━━━━━ Provided passage
Best Approach for Validating Thousands of Inputs in an Elixir SDK Project

Hello everyone! I hope you’re all doing well.

I’m new to the world of Elixir, and recently I decided to create an SDK (I’ll share more details soon) as a way to practice.

So far, I haven’t encountered many issues developing the core of the SDK or the Clients themselves. However, I’m uncertain about the best way to handle the inputs coming from the Clients.

Most of the inputs are maps, which will be converted into JSON and sent to the service APIs via HTTPS requests. A malformed input would result in a rejected request by the API, which I consider an unnecessary overhead. Additionally, the error returned is not always clear about what’s is wrong.

My goal is to validate these inputs — mainly checking for missing required fields — directly within the Client, to avoid burdening the API with simple validation logic.

The SDK will include several Clients, each with multiple operations, which will ultimately result in thousands of different inputs (Clients * Operations).

My question is: should I create a specific module/structure for each input, or would it be better to build a dynamic solution for map validation? What approach would you use to ensure validation is both performant and easy to maintain?

Thanks in advance for any suggestions or insights!
━━━━━━━━━━
━━━━━ Records supplied
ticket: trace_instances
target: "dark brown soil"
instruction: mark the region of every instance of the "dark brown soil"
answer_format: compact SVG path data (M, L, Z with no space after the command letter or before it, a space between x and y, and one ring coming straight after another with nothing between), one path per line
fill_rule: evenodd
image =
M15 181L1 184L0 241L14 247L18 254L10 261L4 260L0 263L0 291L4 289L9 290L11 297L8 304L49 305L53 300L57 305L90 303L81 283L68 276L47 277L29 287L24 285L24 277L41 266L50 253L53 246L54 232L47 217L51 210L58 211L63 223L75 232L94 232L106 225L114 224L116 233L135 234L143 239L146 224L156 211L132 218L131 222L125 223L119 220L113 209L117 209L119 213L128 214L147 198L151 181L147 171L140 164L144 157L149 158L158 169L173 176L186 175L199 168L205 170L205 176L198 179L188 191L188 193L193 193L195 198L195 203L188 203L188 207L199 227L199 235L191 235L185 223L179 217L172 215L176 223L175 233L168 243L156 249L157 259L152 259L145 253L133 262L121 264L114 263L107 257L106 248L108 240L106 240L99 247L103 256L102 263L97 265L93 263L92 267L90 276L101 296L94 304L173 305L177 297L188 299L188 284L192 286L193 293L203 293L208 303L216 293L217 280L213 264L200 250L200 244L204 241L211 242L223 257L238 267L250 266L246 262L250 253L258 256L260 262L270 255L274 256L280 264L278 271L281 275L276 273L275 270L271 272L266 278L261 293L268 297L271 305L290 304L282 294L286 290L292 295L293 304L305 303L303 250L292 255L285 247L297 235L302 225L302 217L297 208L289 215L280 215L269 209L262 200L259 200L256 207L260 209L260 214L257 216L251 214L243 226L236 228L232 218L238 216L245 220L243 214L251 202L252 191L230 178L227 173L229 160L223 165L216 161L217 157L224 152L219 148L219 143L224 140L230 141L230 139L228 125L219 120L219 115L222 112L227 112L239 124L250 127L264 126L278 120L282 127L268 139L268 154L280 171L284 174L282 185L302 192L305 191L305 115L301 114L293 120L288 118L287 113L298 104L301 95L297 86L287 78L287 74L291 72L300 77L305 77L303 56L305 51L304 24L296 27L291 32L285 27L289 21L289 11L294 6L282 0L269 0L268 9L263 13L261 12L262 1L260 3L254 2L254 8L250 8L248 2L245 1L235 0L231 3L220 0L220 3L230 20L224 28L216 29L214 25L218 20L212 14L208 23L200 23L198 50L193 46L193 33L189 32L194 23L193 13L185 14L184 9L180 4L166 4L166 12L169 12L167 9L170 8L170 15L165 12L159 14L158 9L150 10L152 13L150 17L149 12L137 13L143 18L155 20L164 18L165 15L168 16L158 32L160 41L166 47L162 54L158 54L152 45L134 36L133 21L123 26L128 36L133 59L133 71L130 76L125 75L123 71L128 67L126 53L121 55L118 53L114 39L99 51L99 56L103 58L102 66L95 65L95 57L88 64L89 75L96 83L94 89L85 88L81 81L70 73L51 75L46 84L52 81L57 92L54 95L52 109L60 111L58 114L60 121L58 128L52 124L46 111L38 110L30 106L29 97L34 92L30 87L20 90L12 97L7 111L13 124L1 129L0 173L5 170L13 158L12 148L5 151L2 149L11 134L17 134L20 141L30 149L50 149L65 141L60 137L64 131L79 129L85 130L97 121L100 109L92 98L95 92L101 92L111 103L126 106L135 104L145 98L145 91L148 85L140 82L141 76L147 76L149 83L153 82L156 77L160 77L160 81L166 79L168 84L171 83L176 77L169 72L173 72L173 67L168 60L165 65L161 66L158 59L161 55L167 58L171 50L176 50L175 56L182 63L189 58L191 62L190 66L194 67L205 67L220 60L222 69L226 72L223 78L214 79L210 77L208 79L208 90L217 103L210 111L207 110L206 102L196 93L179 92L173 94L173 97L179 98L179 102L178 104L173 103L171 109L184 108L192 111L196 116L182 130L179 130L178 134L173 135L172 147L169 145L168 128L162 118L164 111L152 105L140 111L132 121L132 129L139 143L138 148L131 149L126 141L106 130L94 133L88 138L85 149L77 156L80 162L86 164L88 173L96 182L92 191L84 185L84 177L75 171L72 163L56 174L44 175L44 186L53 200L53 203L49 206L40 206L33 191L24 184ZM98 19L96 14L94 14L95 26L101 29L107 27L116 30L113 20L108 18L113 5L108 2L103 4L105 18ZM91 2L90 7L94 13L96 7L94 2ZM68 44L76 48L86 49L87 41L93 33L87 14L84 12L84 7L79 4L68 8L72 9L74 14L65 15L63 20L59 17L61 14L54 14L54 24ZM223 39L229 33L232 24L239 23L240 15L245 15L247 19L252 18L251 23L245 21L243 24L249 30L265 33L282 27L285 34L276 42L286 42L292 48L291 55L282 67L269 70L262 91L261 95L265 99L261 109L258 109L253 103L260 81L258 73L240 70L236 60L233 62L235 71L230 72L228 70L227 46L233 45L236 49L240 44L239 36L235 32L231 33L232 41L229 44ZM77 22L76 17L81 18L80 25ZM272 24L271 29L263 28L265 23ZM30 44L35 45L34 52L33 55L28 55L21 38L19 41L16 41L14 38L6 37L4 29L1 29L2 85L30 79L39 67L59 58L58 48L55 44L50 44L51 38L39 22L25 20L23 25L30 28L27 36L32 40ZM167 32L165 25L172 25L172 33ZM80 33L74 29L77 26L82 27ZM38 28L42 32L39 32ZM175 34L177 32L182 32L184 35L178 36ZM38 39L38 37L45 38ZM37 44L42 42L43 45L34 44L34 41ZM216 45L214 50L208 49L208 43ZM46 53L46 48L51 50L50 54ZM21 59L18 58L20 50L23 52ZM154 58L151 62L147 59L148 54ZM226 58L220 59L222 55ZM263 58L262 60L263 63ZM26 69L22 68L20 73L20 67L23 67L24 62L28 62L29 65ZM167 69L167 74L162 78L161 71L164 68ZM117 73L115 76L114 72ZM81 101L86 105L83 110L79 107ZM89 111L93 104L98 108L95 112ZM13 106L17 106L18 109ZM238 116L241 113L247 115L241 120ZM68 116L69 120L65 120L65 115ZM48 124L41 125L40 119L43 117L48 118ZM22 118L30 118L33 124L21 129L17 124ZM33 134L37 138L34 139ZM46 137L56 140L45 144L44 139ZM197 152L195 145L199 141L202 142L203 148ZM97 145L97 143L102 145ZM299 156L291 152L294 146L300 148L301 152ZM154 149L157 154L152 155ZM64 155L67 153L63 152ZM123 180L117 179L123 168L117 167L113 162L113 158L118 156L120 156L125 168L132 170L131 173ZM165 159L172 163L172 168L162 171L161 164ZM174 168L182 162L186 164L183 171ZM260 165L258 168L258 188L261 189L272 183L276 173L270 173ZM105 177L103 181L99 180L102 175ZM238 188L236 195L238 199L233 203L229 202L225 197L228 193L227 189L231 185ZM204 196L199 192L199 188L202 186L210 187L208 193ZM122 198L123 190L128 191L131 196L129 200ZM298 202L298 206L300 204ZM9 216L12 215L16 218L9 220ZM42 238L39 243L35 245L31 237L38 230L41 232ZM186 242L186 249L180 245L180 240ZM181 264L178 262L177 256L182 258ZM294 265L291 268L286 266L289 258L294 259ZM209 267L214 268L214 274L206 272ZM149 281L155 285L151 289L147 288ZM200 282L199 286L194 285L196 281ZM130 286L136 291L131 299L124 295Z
━━━━━━━━━━
Tasks and exercises |
1) In the Elixir SDK post, condense the paragraph beginning "Most of the inputs are maps" into a short bulleted list that keeps its main facts.
2) Carry on the Elixir SDK post from its last line.

Expected outputs |
1)
- Most inputs are maps that are converted to JSON and sent to the service APIs over HTTPS.
- The API rejects a malformed input, which the writer considers unnecessary overhead.
- The error the API returns does not always make clear what is wrong.

2)
I’d come back and give you a more concrete response but for now I’d say avoid dynamic solutions as a matter of principle. You should prioritize writing code that would be painfully obvious to your future self a year later. That should override all other considerations. If that means the code gets to be more verbose and live in more files – so be it.

Additionally, you can code up a central router / dispatcher that “guesses” which service is the input meant for, by having multiple-headed pattern-matching function clauses – but that’s optional and it could backfire. If the clients are explicitly identifying the data they are sending and whom are they intended for (via an extra input piece of data in their request to your server) then you’re better off using that.

Doing additional validation on every request seems like the more-likely cause of overhead since presumably you’re expecting substantially more correct requests than malformed ones.

In any case, consider JSON Schema if you need to validate a bunch of different JSON shapes; if you’re lucky, the API may already publish one.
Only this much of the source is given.